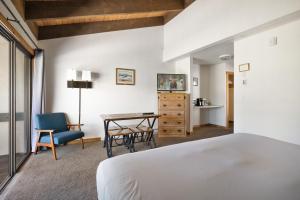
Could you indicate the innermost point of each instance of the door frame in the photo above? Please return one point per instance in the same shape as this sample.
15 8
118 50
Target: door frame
228 73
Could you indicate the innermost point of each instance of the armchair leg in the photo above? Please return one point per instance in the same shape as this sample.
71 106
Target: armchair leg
36 144
82 143
54 152
53 147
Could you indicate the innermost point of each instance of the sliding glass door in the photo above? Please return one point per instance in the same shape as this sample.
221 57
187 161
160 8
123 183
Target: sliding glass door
4 109
15 101
21 111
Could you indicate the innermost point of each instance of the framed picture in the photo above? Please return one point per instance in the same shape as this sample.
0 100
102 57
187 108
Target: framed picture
171 82
195 81
244 67
125 76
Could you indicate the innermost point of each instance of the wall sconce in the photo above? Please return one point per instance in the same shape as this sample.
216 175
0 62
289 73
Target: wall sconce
75 82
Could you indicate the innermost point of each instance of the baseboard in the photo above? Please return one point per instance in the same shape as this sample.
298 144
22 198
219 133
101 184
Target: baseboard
87 140
202 125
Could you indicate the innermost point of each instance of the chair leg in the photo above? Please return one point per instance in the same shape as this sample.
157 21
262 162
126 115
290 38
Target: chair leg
82 143
53 147
37 141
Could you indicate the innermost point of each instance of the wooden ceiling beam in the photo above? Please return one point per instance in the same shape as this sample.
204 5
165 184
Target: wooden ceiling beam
20 6
57 31
39 10
98 18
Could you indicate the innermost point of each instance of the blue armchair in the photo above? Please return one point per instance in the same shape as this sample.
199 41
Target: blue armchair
53 130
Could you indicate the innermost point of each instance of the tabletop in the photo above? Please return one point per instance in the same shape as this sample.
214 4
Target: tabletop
128 116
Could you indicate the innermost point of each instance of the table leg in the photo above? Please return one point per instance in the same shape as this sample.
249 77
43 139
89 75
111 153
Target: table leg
151 137
106 124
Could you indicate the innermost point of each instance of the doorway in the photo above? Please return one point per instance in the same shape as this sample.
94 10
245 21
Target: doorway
229 99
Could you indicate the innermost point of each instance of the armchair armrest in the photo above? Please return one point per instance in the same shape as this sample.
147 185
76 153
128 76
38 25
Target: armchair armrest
75 124
72 126
44 131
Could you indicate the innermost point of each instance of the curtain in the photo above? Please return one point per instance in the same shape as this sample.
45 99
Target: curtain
37 91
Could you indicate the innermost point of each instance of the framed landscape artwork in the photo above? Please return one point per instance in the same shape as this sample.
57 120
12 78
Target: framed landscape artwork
171 82
125 76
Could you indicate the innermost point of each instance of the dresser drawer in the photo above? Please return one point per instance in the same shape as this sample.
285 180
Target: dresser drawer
172 114
171 131
164 121
171 97
171 105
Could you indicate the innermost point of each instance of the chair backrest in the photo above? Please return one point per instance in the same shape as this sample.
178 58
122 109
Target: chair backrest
56 121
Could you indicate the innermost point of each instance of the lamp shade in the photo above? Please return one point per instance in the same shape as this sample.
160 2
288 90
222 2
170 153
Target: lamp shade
86 75
72 74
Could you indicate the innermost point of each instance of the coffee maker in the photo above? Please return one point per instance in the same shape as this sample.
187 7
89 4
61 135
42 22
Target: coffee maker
199 102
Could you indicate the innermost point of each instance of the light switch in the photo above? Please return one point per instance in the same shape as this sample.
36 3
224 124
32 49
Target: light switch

-=-=-=-=-

### What the exercise asks
Since the pictures are not wanted, repeat only the rest of the material, exactly as given.

### Exercise output
Could you indicate the innermost point of each instance of the door frame in the photo above? Please return one point per instance in the same shape as this sample.
15 8
118 50
Target: door frame
228 73
Could you indicate the innermost point of each instance of the armchair leg in the photo above? Please return one point per instance in the same shape as this sample.
71 106
Target: armchair leg
36 144
82 143
54 152
53 147
Could you indicate the innermost point of each instance of the sliding glass door in the photo above? Please return one point per instance in the same shape as this sample.
221 57
187 161
160 8
123 183
Target: sliding glass door
4 109
15 101
21 111
Could you indicate the innermost point of each instance of the framed picture in the photo above? Please return one point per instance in the same shape as this sample.
0 100
102 57
187 108
Target: framed picture
171 82
195 81
244 67
125 76
Could you indicate the innermost point of each instance of the wall sconce in the photo above? Please return one point per instance in the same shape as this sample.
216 175
0 62
289 73
Target: wall sconce
75 82
Could you indicate the innermost point of each instance of the baseboard in the photo above? Please return one point per instance in the same shape as this sample.
298 144
22 198
219 133
101 184
Target: baseboard
87 140
202 125
Could you indicate the innermost point of each instance of the chair leg in the photo above? Please return one point per instance in the same shape as this sample.
157 21
262 162
126 115
290 38
Target: chair leg
82 143
53 147
37 141
Could you indicate the innermost point of each instance of the wooden ceiling beam in the photo above? Please return one point per instance in the same shape as this sample.
204 5
165 184
Target: wooden ceiling beam
20 6
57 31
39 10
98 18
Could you indicate the innermost point of each instance of the blue armchair in the photo above? Please return one point per instance in the same shape as this sample.
199 41
Target: blue armchair
53 130
Could you indicate the innermost point of each instance of the tabletop in the photo above? Please return one point per instance in the same shape as this sample.
214 4
Target: tabletop
128 116
Could you indicate the innermost point of each instance of the table leg in the photo above? Please return one point per instance in the same shape as this sample.
249 77
43 139
89 75
111 153
Target: table leg
151 137
106 124
Could you indicate the innermost point of each instance of the doorway in the photo above? Please return one point per instance in the same shape as this sample.
94 10
245 21
Target: doorway
229 99
Could you indicate the innermost point of each instance of the armchair armrest in the photo above? Please return one point per instance in the same shape as this sample.
147 185
76 153
128 76
38 25
Target: armchair armrest
75 124
72 126
44 131
Could you indicate the innermost point of each instance of the curtain in the photo above? Please return one point per instance in the same shape as this sample.
45 99
Target: curtain
37 91
Could you indicate the innermost point of each instance of the framed landscape artwork in the photo above? Please return one point per instance in the same shape as this sample.
57 120
12 78
Target: framed landscape artwork
171 82
125 76
Could you indicate the innermost point of each instance of the dresser drawer in the photo above? Please return one point per instance in the same shape as this sample.
285 180
Target: dresser drawer
172 114
171 131
164 121
171 97
171 105
Could you indicate the innermost point of each instance of the chair backrest in the photo above? Please return one point per instance in the same shape as this sample.
178 58
122 109
Target: chair backrest
56 121
Could you indicate the innermost point of each instance of the lamp shade in the photo above? Please return one point per instance in the same shape as this sample.
160 2
288 90
222 2
170 153
Target: lamp shade
86 75
72 74
Could you indicate the innermost point of each instance of the coffee maker in the photo above? Please return one point per instance in the same shape as this sample.
187 7
89 4
61 135
42 22
Target: coffee maker
199 102
Could you indicate the innermost point of each instance of the light switch in the photo above? Please return one point per instance in the same shape as this sample.
36 3
224 124
32 49
Target: light switch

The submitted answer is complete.